And once more it’s not just our physiology but our mind too. Historically nothing ever came easy, if we went hunting, we possibly got fed. Our mind rewards our effort through endorphins. Dealing with constant challenges and adversity is built into our operating system. We’ve evolved to basically require it.  Michael Easter covers this imbalance well in his book ‘The Comfort Crisis’.

Don’t just skip to the top of Maslow’s hierarchy 

We are told we need hundreds of things to make us happy, in reality, you can count them on your fingers: food, water, shelter, purpose, connection, health. 

Many people look up to the lofty heights of level 5 of Maslow’s hierarchy, searching for self-actualisation, which is awesome! However, spending time at level 1, the foundational physiological layer (our basic survival) can be seriously beneficial. 

Down here there is a lot of good shit to garner, from perspective to resilience. After my time in the wild, I experienced a deep gratitude reset. You return with an accentuated appreciation for modern convenience and the abundance of calories and variety we now enjoy. Just as one example, after such a visceral appreciation of how scarce calories are in nature, I can never look at 5* hotel breakfast buffet in the same way. It blows my mind.

Outside of our comfort zone is where we grow

After only 35 days solo, I was told I was the last person in the wilderness. I had won. However incredible as it was to win, I felt genuine disappointment too, to be leaving so soon. As an avid fan of the US show, the average win was 60 days+ and I had steeled my mind to be there at least this long and suddenly I was told ‘you have 1 hour to say goodbye to your land’. My life was about to change dramatically but I was not ready for the adventure to end. I had a 20-fillet cache of smoked fish to see me into winter and had built this chimney that I had not used. I so desperately wanted to see the river freeze up and the landscape transform into a winter wonderland.

• **Study material**:
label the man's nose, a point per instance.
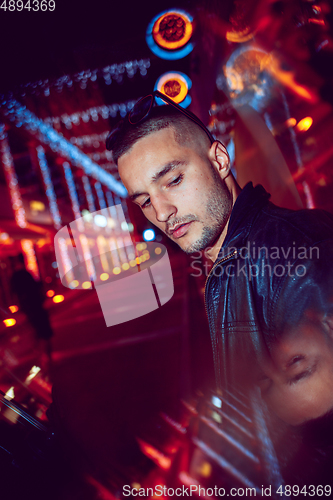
(164, 209)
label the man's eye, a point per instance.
(176, 181)
(146, 203)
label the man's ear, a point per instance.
(219, 157)
(328, 324)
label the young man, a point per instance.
(272, 279)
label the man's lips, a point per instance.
(180, 230)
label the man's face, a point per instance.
(177, 189)
(297, 383)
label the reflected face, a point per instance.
(297, 384)
(177, 188)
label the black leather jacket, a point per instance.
(274, 266)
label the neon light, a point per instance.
(87, 257)
(73, 194)
(183, 99)
(89, 195)
(167, 54)
(305, 124)
(100, 195)
(102, 248)
(28, 249)
(49, 187)
(21, 116)
(66, 261)
(9, 322)
(169, 25)
(11, 178)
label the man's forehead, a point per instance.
(149, 154)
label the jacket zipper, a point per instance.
(210, 272)
(212, 269)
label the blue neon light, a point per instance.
(21, 116)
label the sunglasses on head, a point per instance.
(141, 111)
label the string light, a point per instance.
(21, 116)
(89, 140)
(49, 187)
(114, 72)
(11, 179)
(95, 113)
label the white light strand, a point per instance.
(21, 116)
(104, 155)
(89, 195)
(94, 114)
(49, 187)
(92, 140)
(73, 194)
(114, 72)
(11, 179)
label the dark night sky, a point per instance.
(77, 35)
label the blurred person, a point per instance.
(270, 263)
(30, 299)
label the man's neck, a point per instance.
(213, 252)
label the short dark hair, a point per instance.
(159, 118)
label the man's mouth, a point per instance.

• **Required work**:
Answer these on the excerpt about time in the wilderness:
1. Which book does the excerpt name as covering this imbalance?
2. After how many days solo was the writer told they were the last person in the wilderness?
3. What cache did the writer have to see them into winter?
The items are separate from the excerpt and unrelated to it.

• **Response**:
1. 'The Comfort Crisis' by Michael Easter
2. 35 days
3. A 20-fillet cache of smoked fish